** Opening Extracted information block **

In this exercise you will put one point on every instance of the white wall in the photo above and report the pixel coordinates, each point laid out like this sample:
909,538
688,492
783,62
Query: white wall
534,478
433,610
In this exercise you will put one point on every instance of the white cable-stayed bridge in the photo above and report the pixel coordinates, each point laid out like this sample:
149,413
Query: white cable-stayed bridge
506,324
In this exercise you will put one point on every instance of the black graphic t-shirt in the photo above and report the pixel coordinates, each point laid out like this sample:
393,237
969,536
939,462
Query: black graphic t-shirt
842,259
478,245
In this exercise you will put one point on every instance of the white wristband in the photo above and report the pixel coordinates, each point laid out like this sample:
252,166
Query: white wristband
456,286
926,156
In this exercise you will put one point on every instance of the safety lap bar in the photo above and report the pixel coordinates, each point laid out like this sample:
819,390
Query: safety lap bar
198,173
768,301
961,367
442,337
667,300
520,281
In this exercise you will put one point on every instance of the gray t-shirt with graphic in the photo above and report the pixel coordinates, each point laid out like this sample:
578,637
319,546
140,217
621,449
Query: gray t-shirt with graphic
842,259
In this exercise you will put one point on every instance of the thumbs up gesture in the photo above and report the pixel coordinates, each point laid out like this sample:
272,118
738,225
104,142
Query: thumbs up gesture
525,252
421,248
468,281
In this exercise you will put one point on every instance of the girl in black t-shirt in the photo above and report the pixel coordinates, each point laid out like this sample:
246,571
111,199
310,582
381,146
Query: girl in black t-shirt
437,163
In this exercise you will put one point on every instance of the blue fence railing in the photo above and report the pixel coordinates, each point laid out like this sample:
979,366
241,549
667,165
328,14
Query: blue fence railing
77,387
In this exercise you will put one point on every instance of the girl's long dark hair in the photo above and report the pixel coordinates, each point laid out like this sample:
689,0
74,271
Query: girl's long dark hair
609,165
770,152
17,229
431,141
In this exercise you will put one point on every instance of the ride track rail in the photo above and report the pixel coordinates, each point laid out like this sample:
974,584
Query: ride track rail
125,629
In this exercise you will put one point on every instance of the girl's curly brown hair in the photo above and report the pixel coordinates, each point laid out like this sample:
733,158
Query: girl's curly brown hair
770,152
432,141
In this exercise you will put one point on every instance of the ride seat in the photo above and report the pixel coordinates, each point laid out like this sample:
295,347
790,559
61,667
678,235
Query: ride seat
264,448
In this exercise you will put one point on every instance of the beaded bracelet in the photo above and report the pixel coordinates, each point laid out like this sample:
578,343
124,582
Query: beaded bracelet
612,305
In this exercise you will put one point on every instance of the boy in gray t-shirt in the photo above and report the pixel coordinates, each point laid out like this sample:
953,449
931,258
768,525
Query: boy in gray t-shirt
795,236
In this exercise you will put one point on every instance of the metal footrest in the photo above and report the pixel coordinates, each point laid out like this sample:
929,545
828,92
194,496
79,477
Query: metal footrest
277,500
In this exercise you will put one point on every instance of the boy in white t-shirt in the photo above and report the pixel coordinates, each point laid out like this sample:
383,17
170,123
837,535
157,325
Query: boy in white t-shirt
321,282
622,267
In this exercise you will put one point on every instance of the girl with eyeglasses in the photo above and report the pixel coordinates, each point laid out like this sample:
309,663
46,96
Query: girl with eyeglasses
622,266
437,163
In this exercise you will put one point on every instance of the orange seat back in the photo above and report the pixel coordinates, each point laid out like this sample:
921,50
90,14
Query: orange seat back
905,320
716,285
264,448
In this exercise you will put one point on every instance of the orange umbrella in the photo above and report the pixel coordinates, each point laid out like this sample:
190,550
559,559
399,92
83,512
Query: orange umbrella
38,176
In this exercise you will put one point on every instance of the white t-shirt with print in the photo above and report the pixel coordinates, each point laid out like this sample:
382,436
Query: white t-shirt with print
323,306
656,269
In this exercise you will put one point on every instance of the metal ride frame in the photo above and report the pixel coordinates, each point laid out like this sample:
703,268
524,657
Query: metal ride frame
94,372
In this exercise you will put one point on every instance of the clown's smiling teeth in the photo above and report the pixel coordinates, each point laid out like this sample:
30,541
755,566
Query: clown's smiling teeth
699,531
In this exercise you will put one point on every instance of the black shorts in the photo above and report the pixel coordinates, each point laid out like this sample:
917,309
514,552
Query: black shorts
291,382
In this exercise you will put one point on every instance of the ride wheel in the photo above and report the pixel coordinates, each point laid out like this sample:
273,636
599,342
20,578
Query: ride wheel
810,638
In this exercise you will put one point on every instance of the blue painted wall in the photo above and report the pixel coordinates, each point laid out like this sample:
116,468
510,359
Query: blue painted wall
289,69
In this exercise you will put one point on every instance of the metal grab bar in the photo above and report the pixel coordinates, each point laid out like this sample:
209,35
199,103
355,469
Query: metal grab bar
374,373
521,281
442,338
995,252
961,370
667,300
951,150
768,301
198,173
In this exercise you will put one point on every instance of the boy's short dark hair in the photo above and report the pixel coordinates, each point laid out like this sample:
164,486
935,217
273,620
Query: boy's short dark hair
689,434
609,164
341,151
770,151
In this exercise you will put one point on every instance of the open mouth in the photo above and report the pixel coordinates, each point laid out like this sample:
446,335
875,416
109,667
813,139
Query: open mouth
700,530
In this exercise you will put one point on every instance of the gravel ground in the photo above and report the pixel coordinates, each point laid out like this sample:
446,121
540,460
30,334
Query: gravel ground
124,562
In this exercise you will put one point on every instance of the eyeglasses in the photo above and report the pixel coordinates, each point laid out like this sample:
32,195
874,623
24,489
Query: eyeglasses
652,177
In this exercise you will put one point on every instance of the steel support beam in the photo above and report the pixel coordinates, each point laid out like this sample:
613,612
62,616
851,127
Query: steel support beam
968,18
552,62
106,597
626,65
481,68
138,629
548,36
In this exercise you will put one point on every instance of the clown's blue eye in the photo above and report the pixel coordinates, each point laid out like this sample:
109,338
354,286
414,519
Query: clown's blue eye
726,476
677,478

** Closing Extracted information block **

Where the line containing "of the gravel" appears in the data above, begin there and reproduce every line to the end exactly; include nothing else.

In this exercise you will put one point on every instance of the gravel ground in the photo above and report the pixel coordinates, each point laid out like this sample:
446,121
540,460
30,334
Query: gravel ground
124,562
In this exercise you will put one point on every instance of the eyeglasses in the photo above and report the pixel coordinates, each point laid out like this sample:
32,195
874,623
24,489
Query: eyeglasses
652,177
In this exercise you will put one point on every instance of the steel support beam in the photo above and report the pixel coordinates, each point laid out like this sample:
613,612
62,616
851,127
Query: steel support beam
968,18
552,62
106,597
626,65
481,68
138,629
548,36
In this exercise you will put one point on every instance of the clown's blue eye in the photo above and report the pixel coordinates, each point laid out like this sample:
109,338
354,286
414,519
Query: clown's blue eye
726,476
677,478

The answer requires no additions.